(取り組む課題)
1. オンライン授業についての文章のうち、「ただ、大人でもそうですが経験」を含む語句で始まり「リアルタイム配信をしていくとなると、この課題はずっと付きまといますね。」で終わる部分を、「リアルタイム配信」を「ライブ配信」に置き換えて書き直してください。
2. オンライン授業についての文章によると、スマホで見ることを想定してどのような工夫をしましたか。
___ 提示文章
ただ、大人でもそうですが経験したことのないイレギュラーな事態が発生すると小学生では対応できないことは言うまでもありません。そういう場合には一度ログアウトして再度入室するなど、対応策をその都度教えていくことで克服することが出来ました。

 

兄弟姉妹が多いご家庭は大変

仮に三人のお子様がいる家庭の場合、ZOOMで行うようなリアルタイム配信の授業やホームルームを行うときには同時に3台の端末が必要なわけです。子どもたち専用のタブレットやスマホを持たせていないご家庭(大半がそうです)では、そもそものハード面での課題がありました。

子どもたちの状況を見ていると、ノートPCでやっている子、おうちの人のスマホやタブレットを使っている子、職場の一室でそこのPCでやっている子など様々でした。

リアルタイム配信をしていくとなると、この課題はずっと付きまといますね。

また、配信する学校側もサーバーやワイファイ環境の増強などかなりの設備投資を有しますので、初期投資はやはり大きなものになります。

 

スマホでは画面が小さくやはり見にくい

オンラインでのコンテンツ視聴やライブ配信授業を活用する場合、やはり画面が小さいと学習効果は減少すると思います。

音声は問題ありませんが、ライブ配信の場合は黒板の字、コンテンツの場合は表示される字が見えないことは致命傷です。私もスマホで見ることを想定して、大きめのフォントで作成しましたが小さめのiphoneではやはり見にくかったそうです。

 

オンラインでは子どもの様子が全くわからない・・・

リアルタイム配信の場合

リアルタイム配信で行っていたZOOMでのホームルーム。画面にはクラスの子どもたちの顔が並んでいます。でも表示されている彼らの顔にはマスクがあり、表情は目からしか読み取れません。そして基本的に胸から上くらいしか映っていないので、表情だけでなく体の大きさなども全くわかりませんでした。
______
___ 提供された記録
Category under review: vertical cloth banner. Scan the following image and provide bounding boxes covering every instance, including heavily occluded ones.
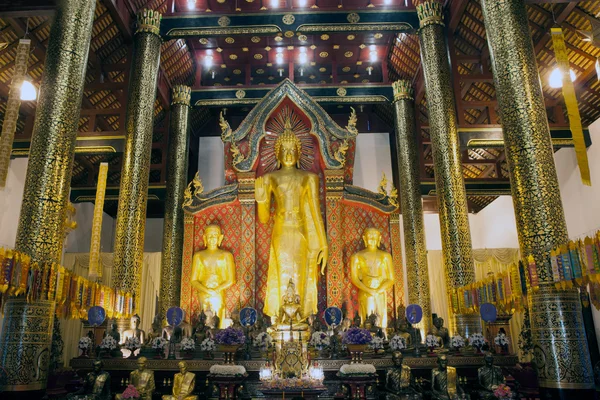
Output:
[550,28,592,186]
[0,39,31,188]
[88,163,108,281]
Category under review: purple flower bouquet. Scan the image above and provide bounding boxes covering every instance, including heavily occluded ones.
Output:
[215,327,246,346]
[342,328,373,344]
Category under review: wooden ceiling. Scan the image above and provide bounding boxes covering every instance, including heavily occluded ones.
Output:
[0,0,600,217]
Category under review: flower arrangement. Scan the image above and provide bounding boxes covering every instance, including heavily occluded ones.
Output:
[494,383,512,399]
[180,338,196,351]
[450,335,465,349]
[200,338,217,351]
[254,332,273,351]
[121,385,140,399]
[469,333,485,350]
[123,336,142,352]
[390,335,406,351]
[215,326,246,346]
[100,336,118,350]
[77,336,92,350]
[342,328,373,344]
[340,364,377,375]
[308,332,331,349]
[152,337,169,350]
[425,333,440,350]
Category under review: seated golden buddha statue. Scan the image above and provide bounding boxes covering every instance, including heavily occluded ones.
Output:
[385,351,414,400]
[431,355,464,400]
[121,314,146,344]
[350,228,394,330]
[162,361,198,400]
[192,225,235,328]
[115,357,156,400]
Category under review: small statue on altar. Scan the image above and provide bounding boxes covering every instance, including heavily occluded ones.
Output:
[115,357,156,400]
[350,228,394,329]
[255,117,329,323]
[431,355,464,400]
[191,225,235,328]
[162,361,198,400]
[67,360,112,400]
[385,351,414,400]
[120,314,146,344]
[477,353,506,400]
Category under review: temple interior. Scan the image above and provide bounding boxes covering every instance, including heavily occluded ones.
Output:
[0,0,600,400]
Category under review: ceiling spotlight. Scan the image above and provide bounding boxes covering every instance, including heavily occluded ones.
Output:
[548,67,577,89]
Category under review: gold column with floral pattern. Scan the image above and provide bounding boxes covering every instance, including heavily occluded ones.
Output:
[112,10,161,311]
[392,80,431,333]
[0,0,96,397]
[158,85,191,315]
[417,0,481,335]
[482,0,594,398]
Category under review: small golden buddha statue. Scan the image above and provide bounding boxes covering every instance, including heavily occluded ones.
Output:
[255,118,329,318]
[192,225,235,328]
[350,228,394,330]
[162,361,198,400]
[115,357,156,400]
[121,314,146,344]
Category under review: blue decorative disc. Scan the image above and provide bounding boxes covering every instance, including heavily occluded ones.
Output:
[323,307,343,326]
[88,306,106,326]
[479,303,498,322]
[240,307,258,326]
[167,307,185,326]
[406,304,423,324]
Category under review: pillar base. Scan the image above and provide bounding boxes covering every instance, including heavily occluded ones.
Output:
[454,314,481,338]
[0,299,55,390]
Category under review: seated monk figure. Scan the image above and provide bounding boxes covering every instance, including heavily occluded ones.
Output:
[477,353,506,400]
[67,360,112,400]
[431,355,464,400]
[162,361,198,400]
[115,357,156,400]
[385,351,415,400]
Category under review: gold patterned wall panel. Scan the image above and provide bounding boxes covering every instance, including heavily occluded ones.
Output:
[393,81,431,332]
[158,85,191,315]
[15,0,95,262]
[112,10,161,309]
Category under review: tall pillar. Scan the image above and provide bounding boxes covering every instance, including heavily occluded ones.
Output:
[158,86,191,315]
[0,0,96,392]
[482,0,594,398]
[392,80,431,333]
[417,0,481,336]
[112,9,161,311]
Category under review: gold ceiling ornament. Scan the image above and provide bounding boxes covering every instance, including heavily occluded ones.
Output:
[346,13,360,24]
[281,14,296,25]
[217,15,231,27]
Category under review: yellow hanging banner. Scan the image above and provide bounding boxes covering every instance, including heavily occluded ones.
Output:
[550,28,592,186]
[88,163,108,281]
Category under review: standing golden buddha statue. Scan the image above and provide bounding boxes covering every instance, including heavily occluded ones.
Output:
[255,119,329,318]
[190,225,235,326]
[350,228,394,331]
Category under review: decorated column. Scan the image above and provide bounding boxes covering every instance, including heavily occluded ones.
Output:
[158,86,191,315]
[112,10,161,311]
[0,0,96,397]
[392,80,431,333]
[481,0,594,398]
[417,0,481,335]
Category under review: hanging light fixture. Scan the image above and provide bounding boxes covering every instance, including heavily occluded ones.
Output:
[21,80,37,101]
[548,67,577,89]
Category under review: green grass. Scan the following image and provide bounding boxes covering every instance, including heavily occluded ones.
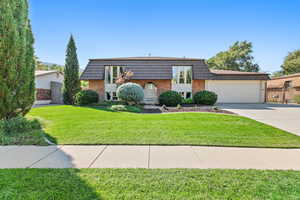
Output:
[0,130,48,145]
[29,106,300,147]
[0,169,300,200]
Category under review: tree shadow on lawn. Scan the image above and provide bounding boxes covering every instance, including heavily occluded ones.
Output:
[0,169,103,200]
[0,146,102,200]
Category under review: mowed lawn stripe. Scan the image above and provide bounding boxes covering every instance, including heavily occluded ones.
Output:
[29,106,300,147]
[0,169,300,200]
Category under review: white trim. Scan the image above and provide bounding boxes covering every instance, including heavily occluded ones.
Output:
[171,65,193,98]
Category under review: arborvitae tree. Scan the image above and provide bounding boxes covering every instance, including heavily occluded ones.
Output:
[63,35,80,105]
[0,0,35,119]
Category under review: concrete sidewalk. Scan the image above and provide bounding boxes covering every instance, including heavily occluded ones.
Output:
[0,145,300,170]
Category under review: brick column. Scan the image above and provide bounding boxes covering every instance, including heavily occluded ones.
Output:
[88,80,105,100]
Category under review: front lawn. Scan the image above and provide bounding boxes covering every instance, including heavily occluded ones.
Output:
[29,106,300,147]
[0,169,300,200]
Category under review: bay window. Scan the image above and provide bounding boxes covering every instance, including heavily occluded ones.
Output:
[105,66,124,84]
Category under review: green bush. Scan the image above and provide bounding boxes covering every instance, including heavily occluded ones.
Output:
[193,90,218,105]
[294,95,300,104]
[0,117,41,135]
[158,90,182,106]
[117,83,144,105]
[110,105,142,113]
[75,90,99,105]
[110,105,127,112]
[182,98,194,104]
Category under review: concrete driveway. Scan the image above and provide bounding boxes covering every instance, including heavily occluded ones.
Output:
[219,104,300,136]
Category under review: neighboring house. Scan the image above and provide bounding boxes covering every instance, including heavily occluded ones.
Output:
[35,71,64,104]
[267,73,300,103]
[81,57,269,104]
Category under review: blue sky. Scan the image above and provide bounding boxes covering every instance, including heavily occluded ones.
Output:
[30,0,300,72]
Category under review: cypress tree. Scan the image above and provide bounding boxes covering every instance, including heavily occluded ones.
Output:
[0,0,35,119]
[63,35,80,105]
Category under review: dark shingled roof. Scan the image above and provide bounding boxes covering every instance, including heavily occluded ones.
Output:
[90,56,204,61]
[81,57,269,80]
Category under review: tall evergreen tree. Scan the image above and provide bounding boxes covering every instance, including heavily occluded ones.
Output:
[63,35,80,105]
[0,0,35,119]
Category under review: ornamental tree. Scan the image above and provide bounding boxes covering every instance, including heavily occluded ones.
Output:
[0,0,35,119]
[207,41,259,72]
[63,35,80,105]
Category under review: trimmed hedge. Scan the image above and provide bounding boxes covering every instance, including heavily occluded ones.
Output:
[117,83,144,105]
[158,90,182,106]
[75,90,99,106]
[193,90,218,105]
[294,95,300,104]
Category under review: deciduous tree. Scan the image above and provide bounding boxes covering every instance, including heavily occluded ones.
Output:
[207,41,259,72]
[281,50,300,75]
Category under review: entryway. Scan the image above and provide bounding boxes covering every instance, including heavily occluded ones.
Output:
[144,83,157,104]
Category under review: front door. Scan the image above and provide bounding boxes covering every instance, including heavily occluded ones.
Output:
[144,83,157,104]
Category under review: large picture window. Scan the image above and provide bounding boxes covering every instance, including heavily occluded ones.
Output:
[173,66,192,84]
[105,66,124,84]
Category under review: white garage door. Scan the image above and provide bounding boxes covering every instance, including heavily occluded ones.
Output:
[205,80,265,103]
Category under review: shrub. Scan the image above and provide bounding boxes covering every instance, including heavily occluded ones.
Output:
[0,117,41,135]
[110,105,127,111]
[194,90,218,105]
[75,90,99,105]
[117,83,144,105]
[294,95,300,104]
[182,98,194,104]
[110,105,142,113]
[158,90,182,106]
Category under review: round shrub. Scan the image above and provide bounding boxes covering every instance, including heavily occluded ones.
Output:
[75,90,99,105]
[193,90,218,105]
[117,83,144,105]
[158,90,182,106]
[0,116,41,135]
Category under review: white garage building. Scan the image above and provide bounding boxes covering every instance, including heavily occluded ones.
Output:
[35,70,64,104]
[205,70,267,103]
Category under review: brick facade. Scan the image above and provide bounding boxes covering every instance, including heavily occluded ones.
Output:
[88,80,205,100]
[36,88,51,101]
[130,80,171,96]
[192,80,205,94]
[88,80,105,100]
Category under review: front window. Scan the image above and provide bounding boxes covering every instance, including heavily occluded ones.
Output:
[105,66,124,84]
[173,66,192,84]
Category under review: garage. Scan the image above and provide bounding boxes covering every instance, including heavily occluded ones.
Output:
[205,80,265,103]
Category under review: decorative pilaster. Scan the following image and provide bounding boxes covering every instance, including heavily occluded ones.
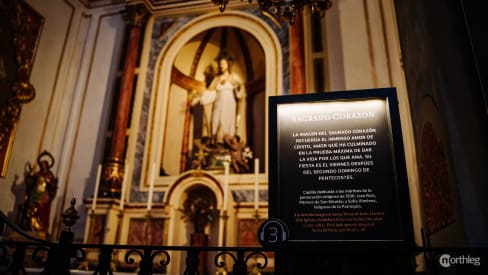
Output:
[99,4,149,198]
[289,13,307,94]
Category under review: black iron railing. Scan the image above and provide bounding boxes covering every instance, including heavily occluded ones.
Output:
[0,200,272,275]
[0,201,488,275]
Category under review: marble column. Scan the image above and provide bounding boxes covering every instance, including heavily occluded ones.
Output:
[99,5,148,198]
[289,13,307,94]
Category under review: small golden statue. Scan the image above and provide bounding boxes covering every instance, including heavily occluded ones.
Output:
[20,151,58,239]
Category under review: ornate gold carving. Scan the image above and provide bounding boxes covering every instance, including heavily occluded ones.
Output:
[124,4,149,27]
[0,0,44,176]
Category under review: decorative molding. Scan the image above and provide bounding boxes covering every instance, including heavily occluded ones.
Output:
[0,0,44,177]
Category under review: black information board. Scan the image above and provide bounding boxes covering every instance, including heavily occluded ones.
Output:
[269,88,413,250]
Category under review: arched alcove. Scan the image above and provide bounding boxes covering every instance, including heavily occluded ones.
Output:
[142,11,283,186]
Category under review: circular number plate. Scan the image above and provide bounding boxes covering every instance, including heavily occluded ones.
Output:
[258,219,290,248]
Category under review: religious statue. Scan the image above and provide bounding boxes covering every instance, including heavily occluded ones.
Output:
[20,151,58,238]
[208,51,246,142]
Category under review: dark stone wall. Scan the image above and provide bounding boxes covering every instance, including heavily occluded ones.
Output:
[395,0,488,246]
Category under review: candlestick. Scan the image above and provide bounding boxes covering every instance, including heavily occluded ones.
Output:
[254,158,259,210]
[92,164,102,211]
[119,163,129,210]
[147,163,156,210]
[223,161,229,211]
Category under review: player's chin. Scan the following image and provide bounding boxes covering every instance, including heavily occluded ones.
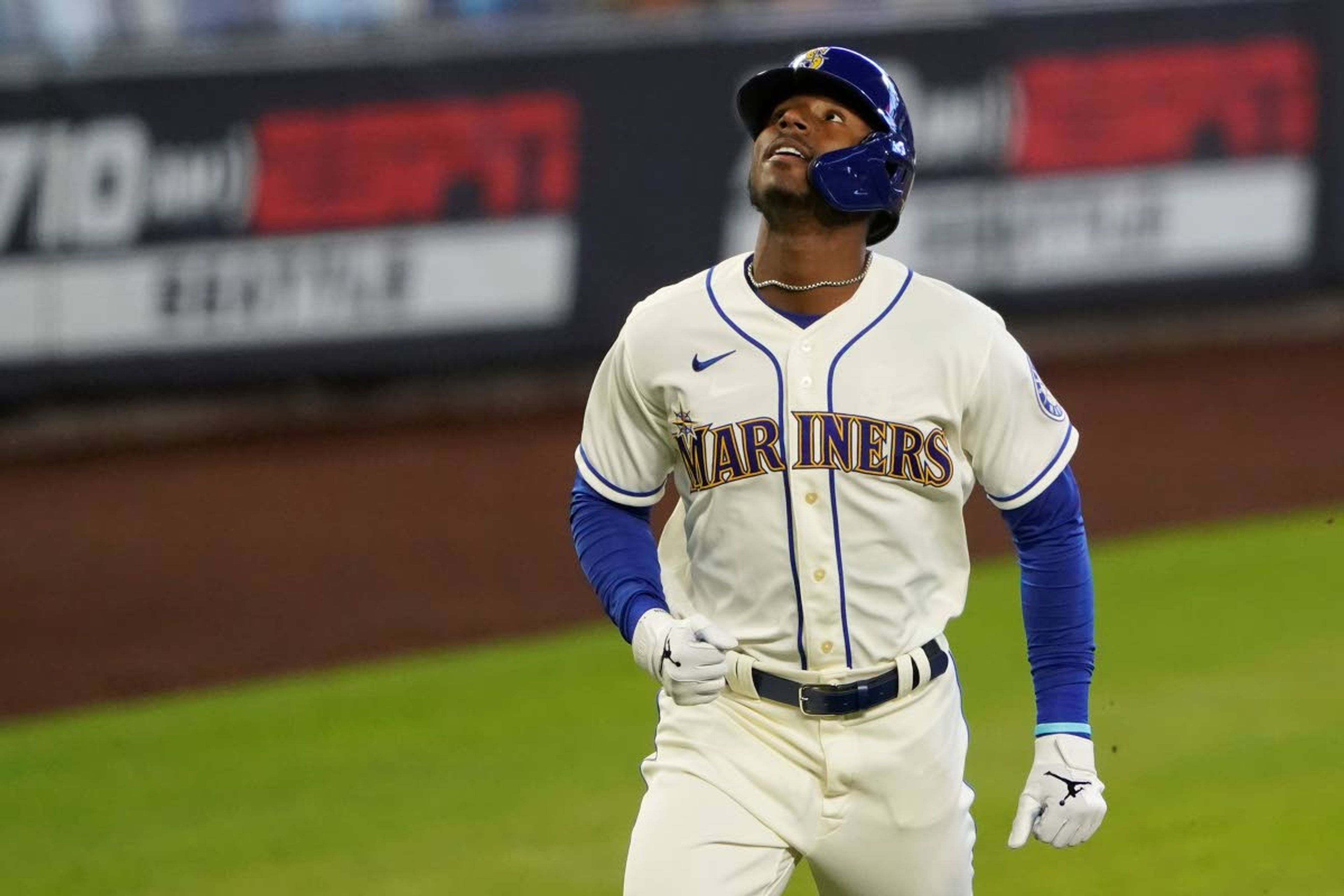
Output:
______
(解答)
1.
ただ、大人でもそうですが経験したことのないイレギュラーな事態が発生すると小学生では対応できないことは言うまでもありません。そういう場合には一度ログアウトして再度入室するなど、対応策をその都度教えていくことで克服することが出来ました。

 

兄弟姉妹が多いご家庭は大変

仮に三人のお子様がいる家庭の場合、ZOOMで行うようなライブ配信の授業やホームルームを行うときには同時に3台の端末が必要なわけです。子どもたち専用のタブレットやスマホを持たせていないご家庭(大半がそうです)では、そもそものハード面での課題がありました。

子どもたちの状況を見ていると、ノートPCでやっている子、おうちの人のスマホやタブレットを使っている子、職場の一室でそこのPCでやっている子など様々でした。

ライブ配信をしていくとなると、この課題はずっと付きまといますね。

2. 大きめのフォントで作成しました。